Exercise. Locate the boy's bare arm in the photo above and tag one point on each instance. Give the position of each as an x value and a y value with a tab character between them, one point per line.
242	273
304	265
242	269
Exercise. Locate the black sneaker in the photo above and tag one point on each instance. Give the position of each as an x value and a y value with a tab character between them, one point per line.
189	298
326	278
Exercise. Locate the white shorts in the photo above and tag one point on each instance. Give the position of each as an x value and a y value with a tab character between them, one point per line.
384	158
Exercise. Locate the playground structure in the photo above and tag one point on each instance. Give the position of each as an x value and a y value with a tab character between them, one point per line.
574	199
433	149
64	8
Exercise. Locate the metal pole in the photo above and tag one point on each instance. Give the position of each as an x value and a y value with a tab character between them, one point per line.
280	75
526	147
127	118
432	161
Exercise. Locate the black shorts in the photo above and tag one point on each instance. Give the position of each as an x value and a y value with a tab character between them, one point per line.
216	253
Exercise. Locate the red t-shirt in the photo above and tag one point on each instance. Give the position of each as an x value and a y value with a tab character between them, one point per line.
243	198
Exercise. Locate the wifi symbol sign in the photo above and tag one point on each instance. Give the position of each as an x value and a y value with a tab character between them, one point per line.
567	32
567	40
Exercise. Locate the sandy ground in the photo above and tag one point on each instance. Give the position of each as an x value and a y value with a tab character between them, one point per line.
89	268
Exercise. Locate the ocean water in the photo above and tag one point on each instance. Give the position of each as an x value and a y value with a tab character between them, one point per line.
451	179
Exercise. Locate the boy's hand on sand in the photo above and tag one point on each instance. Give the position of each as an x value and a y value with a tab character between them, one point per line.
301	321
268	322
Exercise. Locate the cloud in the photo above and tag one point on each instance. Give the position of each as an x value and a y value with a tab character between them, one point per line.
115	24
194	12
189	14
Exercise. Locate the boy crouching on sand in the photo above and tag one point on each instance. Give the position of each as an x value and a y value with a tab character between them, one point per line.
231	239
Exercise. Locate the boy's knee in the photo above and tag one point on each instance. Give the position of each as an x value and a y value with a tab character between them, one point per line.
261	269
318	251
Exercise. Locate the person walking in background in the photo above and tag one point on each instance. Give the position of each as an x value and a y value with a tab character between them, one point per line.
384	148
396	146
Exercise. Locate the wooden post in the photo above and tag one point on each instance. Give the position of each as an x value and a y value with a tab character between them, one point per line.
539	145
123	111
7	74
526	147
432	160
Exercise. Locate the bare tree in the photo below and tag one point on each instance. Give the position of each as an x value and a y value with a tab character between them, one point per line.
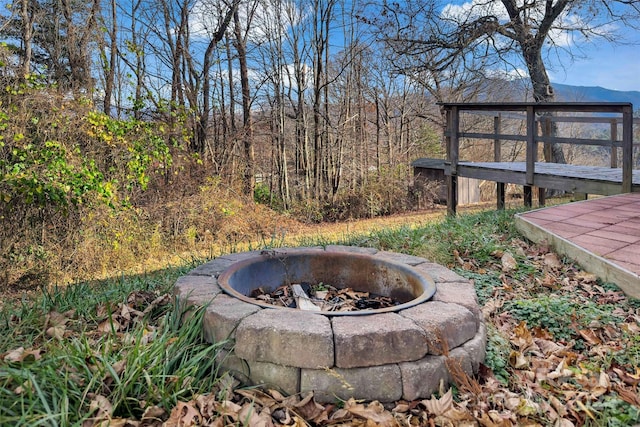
485	33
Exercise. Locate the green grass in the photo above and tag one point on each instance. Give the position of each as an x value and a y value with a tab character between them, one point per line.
156	360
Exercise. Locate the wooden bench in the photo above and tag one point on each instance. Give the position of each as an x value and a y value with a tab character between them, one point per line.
530	172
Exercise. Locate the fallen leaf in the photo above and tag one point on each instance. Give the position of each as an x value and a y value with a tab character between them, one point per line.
374	412
552	261
590	336
522	337
439	406
509	263
183	415
518	360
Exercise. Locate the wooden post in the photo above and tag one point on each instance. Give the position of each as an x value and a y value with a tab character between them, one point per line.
453	123
531	154
497	157
614	137
627	149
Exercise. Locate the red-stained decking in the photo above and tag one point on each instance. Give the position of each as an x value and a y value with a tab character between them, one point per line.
602	235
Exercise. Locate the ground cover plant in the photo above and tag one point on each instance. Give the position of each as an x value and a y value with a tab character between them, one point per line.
563	348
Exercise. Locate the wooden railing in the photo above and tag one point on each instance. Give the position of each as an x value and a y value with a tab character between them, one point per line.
540	116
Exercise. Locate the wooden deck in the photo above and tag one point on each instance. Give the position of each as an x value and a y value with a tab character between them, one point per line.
538	118
572	178
575	178
602	235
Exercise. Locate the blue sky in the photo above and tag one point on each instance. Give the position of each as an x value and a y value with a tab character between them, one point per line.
596	62
614	67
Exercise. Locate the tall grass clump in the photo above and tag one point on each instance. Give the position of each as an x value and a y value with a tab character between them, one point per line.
103	352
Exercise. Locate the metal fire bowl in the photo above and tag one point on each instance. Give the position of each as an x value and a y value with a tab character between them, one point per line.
361	272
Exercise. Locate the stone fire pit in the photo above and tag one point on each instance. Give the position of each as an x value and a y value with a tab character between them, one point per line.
401	352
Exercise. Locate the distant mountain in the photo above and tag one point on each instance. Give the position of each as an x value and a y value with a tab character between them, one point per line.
569	93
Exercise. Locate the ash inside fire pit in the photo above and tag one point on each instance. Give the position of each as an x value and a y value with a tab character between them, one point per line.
359	284
385	354
322	297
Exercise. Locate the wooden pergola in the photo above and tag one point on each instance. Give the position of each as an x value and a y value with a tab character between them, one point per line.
530	173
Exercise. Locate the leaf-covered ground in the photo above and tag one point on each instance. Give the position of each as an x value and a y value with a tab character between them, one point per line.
563	350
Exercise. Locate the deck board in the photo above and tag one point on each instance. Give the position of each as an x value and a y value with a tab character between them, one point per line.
601	234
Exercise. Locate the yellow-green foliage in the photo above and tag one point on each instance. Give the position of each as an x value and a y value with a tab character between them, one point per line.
64	166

┄┄┄┄┄┄┄┄┄┄┄┄┄┄┄┄┄┄┄┄

From the entries above, output every line exactly and omit any image.

Exercise. Locate the boy's bare arm in the photo above and tag one point on each instance. Give the position of each as an x value and a y value with a tab character between them, one point per line.
242	273
304	265
242	269
Exercise. Locate the black sneaker in the photo above and tag one point on each instance. Give the position of each as an x value and a y value with a tab character between them, one point per line.
189	298
326	278
Exercise. Locate the white shorts in the photo above and tag one point on each instance. Give the position of each as an x value and a y value with a tab character between them, one point per line.
384	158
Exercise. Locate the playground structure in the photo above and tag one point on each instance. Give the position of each as an x value and a y value with a tab character between them, one point per line.
574	199
433	149
64	8
Exercise. Locate the metal pole in the photo above and tag one point on each instance. Give the position of each as an x value and a y value with a tab character between them, one point per line.
280	75
526	147
127	118
432	161
Exercise. Locate the black shorts in the photo above and tag one point on each instance. Give the position of each as an x value and a y value with a tab character between them, one point per line.
216	253
Exercise. Locate the red t-shirt in the photo above and tag one point on each instance. Give the position of each as an x value and a y value with a tab character between them, one point per line.
243	198
Exercise. Locate the wifi symbol sign in the photo above and tag one point on each instance. Give the position of each as an x value and a y value with a tab character between them, one point per line.
567	32
567	40
Exercise. Locate the sandy ground in the photo above and tag one point on each instance. Give the position of each as an x value and a y value with a tab character between them, one point per line.
89	268
Exercise. Locate the ocean water in the photo above and tag one point on each instance. Give the position of each as an x value and a y value with a tab character between them, one point per line.
451	179
Exercise. Locate the boy's hand on sand in the photo above and tag one point on each instance. Give the position of each as an x value and a y value with a tab character between them, one point per line.
301	321
268	322
Exercise. Locate the cloud in the photo above and tag one point on each instance. Give the position of each as an x value and a y value with a tab character between them, one point per line.
115	24
194	12
189	14
Exercise. Locate the boy crouching on sand in the photo above and tag one point on each instance. Give the position of each as an x value and a y value with a tab character between them, one point per line.
231	239
Exercise. Locate the boy's knee in the photo above and tag one point on each instance. Give the position of each as an x value and a y value with a tab character between them, one point per line.
261	269
318	251
Exercise. Locate the person walking in background in the photo above and tag one point on each instance. Give the position of each as an x value and a y value with a tab character between them, one point per line.
384	148
396	146
Exercise. Locate the wooden post in the photo above and tag one point on each instance. Give the position of each as an x value and a y value with a tab character between them, one point per line.
539	145
123	111
7	74
526	147
432	160
Exercise. Locate the bare tree in the photo below and tag one point on each instance. Give the position of each as an x value and a y value with a tab character between them, one point per line.
485	33
Exercise. Locate the green grass in the photo above and tag one point on each instance. Give the position of each as an x value and a y value with a tab character between them, one point per line.
156	360
Exercise. Locate the wooden bench in the photo above and tag one point on each instance. Give the position of each as an x value and a y value with a tab character between them, one point per line.
530	172
Exercise. Locate the fallen leaf in the photo above and tag one point on each instance. Give the position of each as an x value and a y value with a tab character between them, one point per line.
374	412
552	261
590	336
522	337
439	406
509	263
183	415
518	360
Exercise. Locate the wooden post in the photo above and tag one point on each instance. Give the position of each as an x value and a y value with a tab character between them, one point per line.
453	123
531	154
497	157
614	137
627	149
Exercise. Locate the red-stained decking in the photo above and tag one point on each instance. Give the position of each as an x value and a y value with a tab character between them, one point per line.
602	235
Exercise. Locate the ground cover plant in the photo above and tag one point on each instance. Give the position of each as an x value and a y value with a tab character between them, one point per line.
563	348
Exercise. Locate the wooden railing in the photo above and tag one point on each instance. Give the position of each as an x value and a y value with a tab character between them, one point per line.
540	116
Exercise. Locate the wooden deck in the photo above and tag one point on each instance. Give the position of each as an x value and a y value with a tab character between them, one point per line.
538	118
572	178
575	178
602	235
Exercise. Locate the blue sky in the photo above and tag one point on each instance. Give the position of each as an x value and a y value with a tab character between them, one point per line.
596	62
614	67
Exercise. Locate the tall grass clump in the photo above and tag one point on each instance. Give the position of each as an x value and a y value with a tab character between them, one point per line.
103	352
Exercise. Locate the metal fire bowl in the photo above and tag one point on each instance. Give the position of each as an x value and a y value with a tab character between them, one point per line.
361	272
Exercise. Locate the stone fire pit in the photo above and tag one point on each instance. Give the position of each as an x value and a y value with a tab character between them, one point per line.
401	352
Exercise. Locate the distant mountain in the photo above and tag one point on each instance. Give the position of each as an x value and a y value with a tab character between them, one point per line.
569	93
Exercise. Locate the ash inside fire pit in the photo above and tag one point on each instance. Give the position of each as an x value and a y value with a tab character between them, one point per line.
359	284
385	354
322	297
Exercise. Locate the wooden pergola in the photo above and tag one point on each instance. Give the position of each as an x value and a y value with a tab character between them, one point per line.
530	173
Exercise. Locate the leaf-covered ground in the photo above and tag one point on each instance. Give the position of each as an x value and a y value with a tab character between them, one point per line.
563	350
Exercise. Locate the deck board in the photo above and tag one point on each instance. Give the position of each as an x value and a y value with a tab character between them, one point per line.
601	234
Exercise. Locate the yellow-green foliage in the photo above and tag one point on each instance. Give the position of each as an x value and a y value with a tab character between them, one point per line.
64	166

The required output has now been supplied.